═════ Data for analysis ═════

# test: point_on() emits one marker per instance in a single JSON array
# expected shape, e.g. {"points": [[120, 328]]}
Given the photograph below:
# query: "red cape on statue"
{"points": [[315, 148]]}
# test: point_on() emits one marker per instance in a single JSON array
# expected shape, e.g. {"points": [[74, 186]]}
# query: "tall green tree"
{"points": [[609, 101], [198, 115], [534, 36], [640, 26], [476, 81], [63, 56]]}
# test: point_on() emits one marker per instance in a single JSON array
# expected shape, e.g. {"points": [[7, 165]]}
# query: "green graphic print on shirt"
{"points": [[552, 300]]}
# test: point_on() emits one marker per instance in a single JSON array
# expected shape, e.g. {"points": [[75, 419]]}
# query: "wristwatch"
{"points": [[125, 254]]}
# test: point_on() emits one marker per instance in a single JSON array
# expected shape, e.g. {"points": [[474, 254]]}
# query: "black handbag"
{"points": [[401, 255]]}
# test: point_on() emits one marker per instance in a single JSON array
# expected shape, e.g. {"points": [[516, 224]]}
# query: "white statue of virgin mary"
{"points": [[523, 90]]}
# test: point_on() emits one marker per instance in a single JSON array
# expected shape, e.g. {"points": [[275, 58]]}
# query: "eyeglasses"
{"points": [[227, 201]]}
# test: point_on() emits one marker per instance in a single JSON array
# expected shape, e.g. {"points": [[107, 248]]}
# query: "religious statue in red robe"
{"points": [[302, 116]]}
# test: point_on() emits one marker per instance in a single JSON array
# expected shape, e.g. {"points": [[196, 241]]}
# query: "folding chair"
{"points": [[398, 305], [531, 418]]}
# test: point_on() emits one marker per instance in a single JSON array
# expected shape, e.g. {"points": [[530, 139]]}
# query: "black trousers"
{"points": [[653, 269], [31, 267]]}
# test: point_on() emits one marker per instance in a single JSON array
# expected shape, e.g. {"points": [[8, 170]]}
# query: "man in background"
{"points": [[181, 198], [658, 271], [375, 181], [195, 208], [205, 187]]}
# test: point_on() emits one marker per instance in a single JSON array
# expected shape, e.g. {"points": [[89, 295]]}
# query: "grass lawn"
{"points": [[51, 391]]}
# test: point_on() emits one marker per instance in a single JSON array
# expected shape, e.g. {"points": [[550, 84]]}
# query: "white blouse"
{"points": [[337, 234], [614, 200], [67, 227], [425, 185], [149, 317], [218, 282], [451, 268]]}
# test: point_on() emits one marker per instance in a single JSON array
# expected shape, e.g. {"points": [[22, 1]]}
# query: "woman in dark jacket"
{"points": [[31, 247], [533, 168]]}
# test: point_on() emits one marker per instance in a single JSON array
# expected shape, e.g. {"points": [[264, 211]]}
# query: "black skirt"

═════

The records above should be restated word for word, please.

Exercise solution:
# test: point_on() emits one marker per instance in a single JSON array
# expected shape, e.g. {"points": [[120, 328]]}
Given the photograph below:
# query: "red cape on statue"
{"points": [[315, 148]]}
# test: point_on() emits one marker per instance in a single JSON array
# expected shape, e.g. {"points": [[74, 186]]}
# query: "tall green tree"
{"points": [[609, 101], [198, 115], [534, 36], [640, 26], [476, 81], [63, 56]]}
# test: point_on() emits one marker per instance in a single JSON array
# expected shape, e.g. {"points": [[7, 165]]}
# query: "green graphic print on shirt"
{"points": [[552, 300]]}
# test: point_on() emits one marker per instance in a single JSON array
# expected shape, e.g. {"points": [[75, 419]]}
# query: "wristwatch"
{"points": [[125, 254]]}
# test: point_on() emits one marker per instance in a single JSON array
# expected shape, e.g. {"points": [[474, 254]]}
# query: "black handbag"
{"points": [[401, 255]]}
# test: point_on() emits one marker per instance in a single JSON array
# expected shape, e.g. {"points": [[516, 224]]}
# query: "white statue of virgin mary"
{"points": [[523, 90]]}
# test: point_on() emits one marker per instance in a single JSON array
# expected shape, e.g. {"points": [[275, 58]]}
# query: "eyeglasses"
{"points": [[227, 201]]}
# test: point_on() emits one marker per instance in a single JSON array
# expected shape, e.g. {"points": [[107, 248]]}
# query: "religious statue in red robe"
{"points": [[302, 116]]}
# test: point_on() emits one marker per instance in a single JSON array
# expected shape, e.g. {"points": [[196, 241]]}
# query: "folding chair"
{"points": [[398, 305], [531, 418]]}
# test: point_on() emits one marker per instance in a single JSON array
# expected shape, e.g. {"points": [[530, 139]]}
# query: "black trousers"
{"points": [[653, 269], [31, 267]]}
# test: point_on() emits one marker per instance in a single JSON array
# expected shape, e.g. {"points": [[8, 170]]}
# query: "man in background"
{"points": [[181, 198], [658, 271], [375, 181], [195, 208], [205, 187]]}
# test: point_on() emits one marker per instance in a single JSON array
# expected shape, e.g. {"points": [[89, 295]]}
# query: "grass lawn"
{"points": [[51, 391]]}
# test: point_on() emits one marker per instance in a single JSON array
# expected shape, e.g. {"points": [[550, 84]]}
# query: "white blouse"
{"points": [[337, 234], [614, 200], [67, 227], [425, 185], [149, 317], [218, 282], [451, 268]]}
# test: point_on() emits one marker per instance in a single JSON array
# expected shape, e.g. {"points": [[22, 1]]}
# query: "woman in dark jacket"
{"points": [[31, 247], [533, 168]]}
# test: point_on() emits one marker per instance in a single JSON array
# expected shape, e.g. {"points": [[264, 211]]}
# query: "black skirt"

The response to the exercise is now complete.